> PROVIDED DATA:
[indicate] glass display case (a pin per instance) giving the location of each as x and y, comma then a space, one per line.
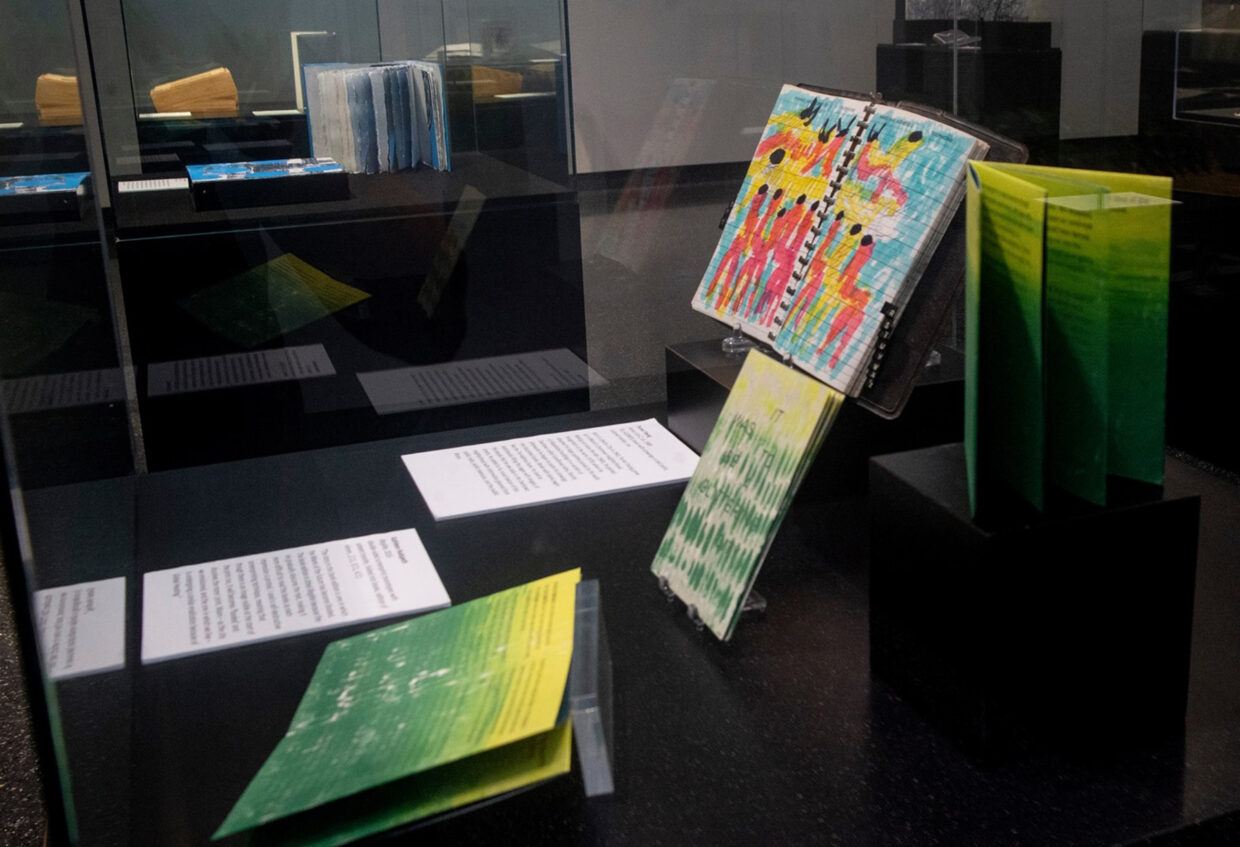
194, 376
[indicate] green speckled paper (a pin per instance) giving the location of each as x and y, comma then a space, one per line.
764, 440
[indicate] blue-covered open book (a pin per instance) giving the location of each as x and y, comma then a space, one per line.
377, 118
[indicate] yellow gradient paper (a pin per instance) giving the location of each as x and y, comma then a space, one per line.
454, 785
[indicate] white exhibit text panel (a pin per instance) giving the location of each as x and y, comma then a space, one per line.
522, 471
253, 598
82, 628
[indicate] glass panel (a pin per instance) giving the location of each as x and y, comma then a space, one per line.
230, 371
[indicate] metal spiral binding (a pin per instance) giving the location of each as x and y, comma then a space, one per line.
823, 213
884, 336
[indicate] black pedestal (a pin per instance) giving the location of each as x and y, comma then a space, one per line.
699, 377
1065, 633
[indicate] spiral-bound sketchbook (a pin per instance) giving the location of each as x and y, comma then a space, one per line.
840, 212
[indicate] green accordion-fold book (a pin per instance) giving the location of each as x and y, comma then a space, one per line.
1067, 288
422, 717
764, 442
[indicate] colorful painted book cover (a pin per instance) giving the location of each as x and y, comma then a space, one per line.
420, 717
1067, 290
765, 439
838, 213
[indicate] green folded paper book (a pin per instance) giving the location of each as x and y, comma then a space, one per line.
264, 303
422, 717
1067, 287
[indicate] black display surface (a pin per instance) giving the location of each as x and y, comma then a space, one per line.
780, 737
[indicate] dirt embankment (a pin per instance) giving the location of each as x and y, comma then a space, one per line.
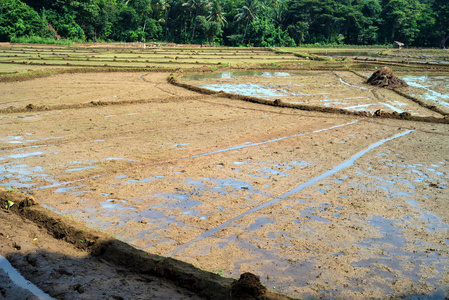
68, 260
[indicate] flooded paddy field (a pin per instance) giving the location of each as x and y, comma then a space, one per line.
338, 89
318, 205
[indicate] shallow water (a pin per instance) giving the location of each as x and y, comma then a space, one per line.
20, 281
435, 87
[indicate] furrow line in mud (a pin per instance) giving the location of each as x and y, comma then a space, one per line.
295, 190
54, 185
269, 141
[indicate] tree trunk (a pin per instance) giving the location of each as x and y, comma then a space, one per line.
166, 25
194, 26
443, 40
143, 29
244, 34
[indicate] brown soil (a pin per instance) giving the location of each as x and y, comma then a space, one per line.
232, 186
384, 77
71, 261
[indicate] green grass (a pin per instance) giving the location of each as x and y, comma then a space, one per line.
39, 40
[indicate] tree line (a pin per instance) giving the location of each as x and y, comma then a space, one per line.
260, 23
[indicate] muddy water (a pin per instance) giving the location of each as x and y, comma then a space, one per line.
328, 89
17, 279
318, 205
431, 88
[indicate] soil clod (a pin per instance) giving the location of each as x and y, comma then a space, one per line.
384, 77
248, 287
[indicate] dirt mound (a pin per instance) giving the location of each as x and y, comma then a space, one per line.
248, 287
384, 77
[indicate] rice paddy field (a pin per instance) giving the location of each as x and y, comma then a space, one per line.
280, 162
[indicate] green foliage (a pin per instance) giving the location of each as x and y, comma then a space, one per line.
229, 22
18, 19
39, 40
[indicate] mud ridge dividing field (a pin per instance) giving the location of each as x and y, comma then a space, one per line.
177, 178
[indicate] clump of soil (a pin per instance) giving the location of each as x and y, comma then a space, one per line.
384, 77
248, 287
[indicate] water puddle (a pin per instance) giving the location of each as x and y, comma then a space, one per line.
22, 155
20, 281
270, 141
247, 89
293, 191
80, 169
236, 75
435, 87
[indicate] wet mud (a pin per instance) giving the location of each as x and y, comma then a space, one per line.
317, 205
333, 90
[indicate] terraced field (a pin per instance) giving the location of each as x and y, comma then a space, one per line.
317, 201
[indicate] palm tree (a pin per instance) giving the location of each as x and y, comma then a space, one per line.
164, 6
248, 12
196, 6
216, 13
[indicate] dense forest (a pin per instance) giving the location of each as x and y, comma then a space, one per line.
261, 23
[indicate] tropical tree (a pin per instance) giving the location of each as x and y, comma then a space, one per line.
197, 7
441, 10
18, 19
216, 13
247, 13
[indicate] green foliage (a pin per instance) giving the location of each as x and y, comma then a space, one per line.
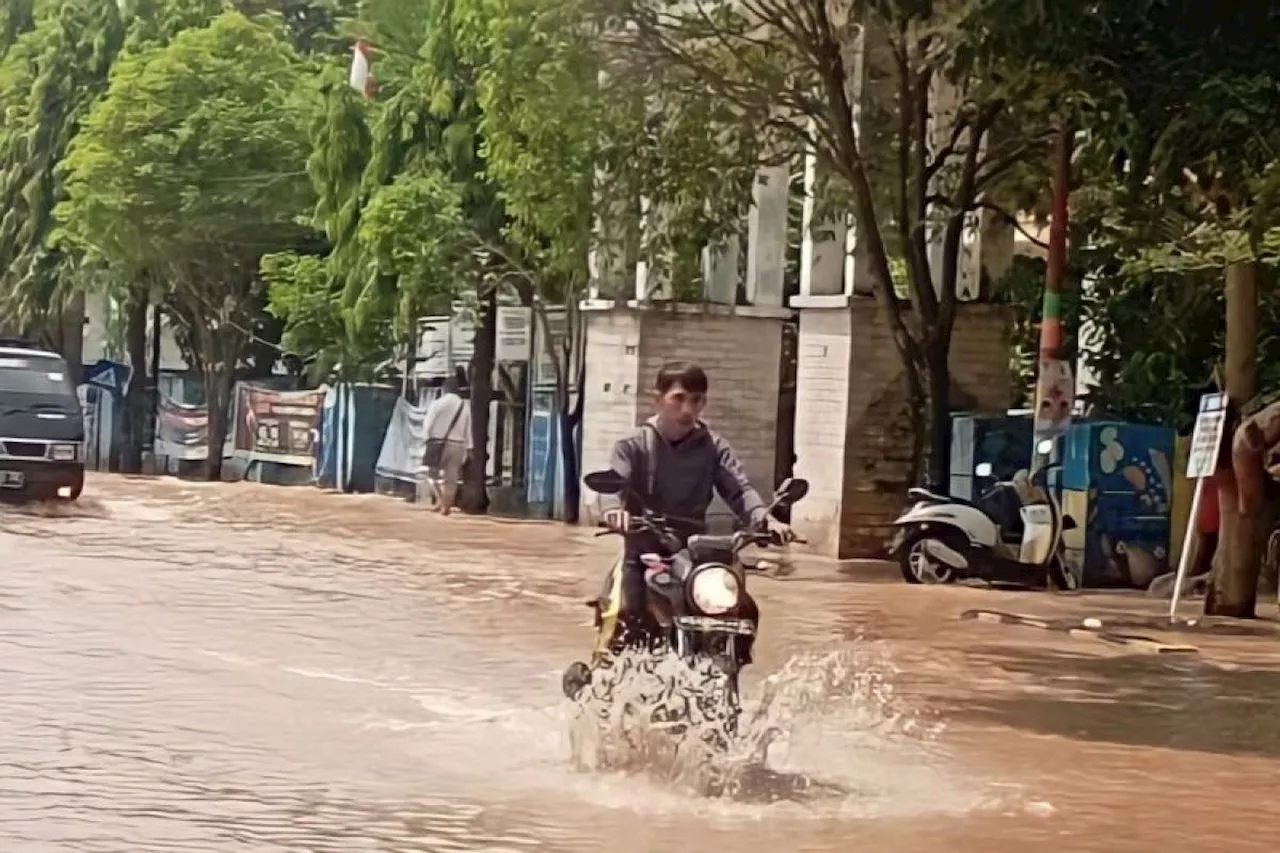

> THE PROBLEM: Put every line of the records above into a numbered list, omitting any blank lines and leaving out the pictures.

> EXERCISE OUTPUT:
1. [indicate] glass display case (a pin per instance) giving the location of each as x and y, comma then a space, one per line.
2. 194, 376
3. [indicate] green speckled paper (a pin per instance) giving the location of each as x and y, comma then a space, one per line.
4. 764, 440
5. [indicate] blue-covered open book (a pin per instance) giving the location of each as x and y, comma then a space, one per line.
6. 377, 118
7. [indicate] yellow gradient paper (a pin per instance) giving the location of each as x and y, comma then a space, one per line.
8. 454, 785
9. [indicate] white exhibit text panel (a pin per instance) giving the location of each as x and y, comma then a space, one per line.
10. 522, 471
11. 253, 598
12. 82, 628
13. [indicate] glass panel (a pin per instance) giving the location of each as x and y, comma then a space, one per line.
14. 230, 371
15. [indicate] metal spiral binding (a pin per instance) giving the location of each as x and y, comma then a space, one per line.
16. 823, 213
17. 884, 336
18. [indicate] black pedestal (a pin per instance) giving the location of each as x and y, comma then a space, one per line.
19. 699, 377
20. 1065, 633
21. [indicate] spiral-bound sketchbook (a pin per instance) giving the location of each as x and y, comma then a space, one per line.
22. 840, 212
23. [indicate] green accordion-fold book (a pin per instance) giving the location of each as x and y, comma then a space, one per line.
24. 1067, 288
25. 422, 717
26. 764, 442
27. [indicate] colorful painted book cover (a pin per instance) giving the location of each as x and y, comma then a space, one per line.
28. 420, 717
29. 1067, 290
30. 765, 439
31. 838, 213
32. [indicate] green folded paper book (a pin per instance) giving the location of each as x and y, comma then a space, one per line.
33. 264, 303
34. 422, 717
35. 1067, 287
36. [indicate] black display surface (a pin per instance) giving the location of each as x and y, comma then a space, one per line.
37. 780, 737
38. [indicate] dirt embankment (a pin per instance) giving the location of each as x and y, comma then a space, one per line.
39. 68, 260
40. [indicate] flooded paddy field (a pin per instance) giving the location of each as x and y, comma then a space, one per line.
41. 338, 89
42. 318, 205
43. [indicate] shallow water (a pin per instance) giving the location of each as x and y, comma then a space, one per line.
44. 20, 281
45. 435, 87
46. [indicate] furrow line in mud (a pin per instance) giving the location of each as x and y, comma then a space, one per line.
47. 295, 190
48. 54, 185
49. 269, 141
50. [indicate] tree trunk (a pin per instance) giving the location of each as x and y, comma then a space, one per line.
51. 166, 25
52. 194, 26
53. 443, 40
54. 143, 29
55. 244, 34
56. [indicate] brown soil (a pin per instance) giving the location of each as x and y, comma then a space, one per line.
57. 232, 186
58. 384, 77
59. 71, 261
60. [indicate] green grass (a pin per instance) giving the location of each as x and y, comma then a space, one per line.
61. 39, 40
62. [indicate] tree line (a pin per instance) giving the location of each as x and y, comma then a space, one per line.
63. 260, 23
64. [indicate] muddy water (a pin per instance) giving the location of each as x and y, comma then a space, one per line.
65. 328, 89
66. 17, 279
67. 318, 205
68. 431, 88
69. [indicate] soil clod (a pin per instance) giving the location of each as x and y, comma then a space, one per line.
70. 384, 77
71. 248, 287
72. [indicate] dirt mound (a pin per instance) giving the location of each as x and y, comma then a space, one per line.
73. 248, 287
74. 384, 77
75. [indicate] rice paddy field (a pin per instance) giving the location of each as x and y, comma then a space, one per line.
76. 280, 162
77. [indicate] green foliage (a pin per instance) giving the location of each as x and y, comma then a space, one per line.
78. 229, 22
79. 18, 19
80. 39, 40
81. [indicate] mud ridge dividing field (a pin per instance) giving the location of each as x and y, comma then a space, one per line.
82. 177, 178
83. [indicate] clump of soil (a pin per instance) giving the location of each as x and y, comma then a space, one per line.
84. 384, 77
85. 248, 287
86. [indicate] water puddle (a pin per instance) giving the location of each as x and y, comma then a space, one per line.
87. 22, 155
88. 20, 281
89. 270, 141
90. 247, 89
91. 293, 191
92. 80, 169
93. 236, 75
94. 435, 87
95. [indicate] wet mud (a pin per instance) giving the location of each as x and y, comma then a space, one per line.
96. 317, 205
97. 333, 90
98. [indicate] terraced field (a pin per instance) giving the location of each as x and y, comma then a space, one per line.
99. 317, 201
100. [indicate] palm tree (a pin per instance) giving the location of each as x and y, comma then a space, one per line.
101. 164, 6
102. 248, 12
103. 196, 6
104. 216, 13
105. [indicate] dense forest (a pin per instance) giving the location of each as x and y, comma then a space, one per line.
106. 261, 23
107. [indicate] tropical tree (a pin per instance) giving the location of each as x and y, comma then a space, one per line.
108. 197, 7
109. 441, 10
110. 18, 19
111. 216, 13
112. 247, 13
113. [indicate] green foliage (a pin per instance) giving the location of each as x and y, comma then a space, one per line.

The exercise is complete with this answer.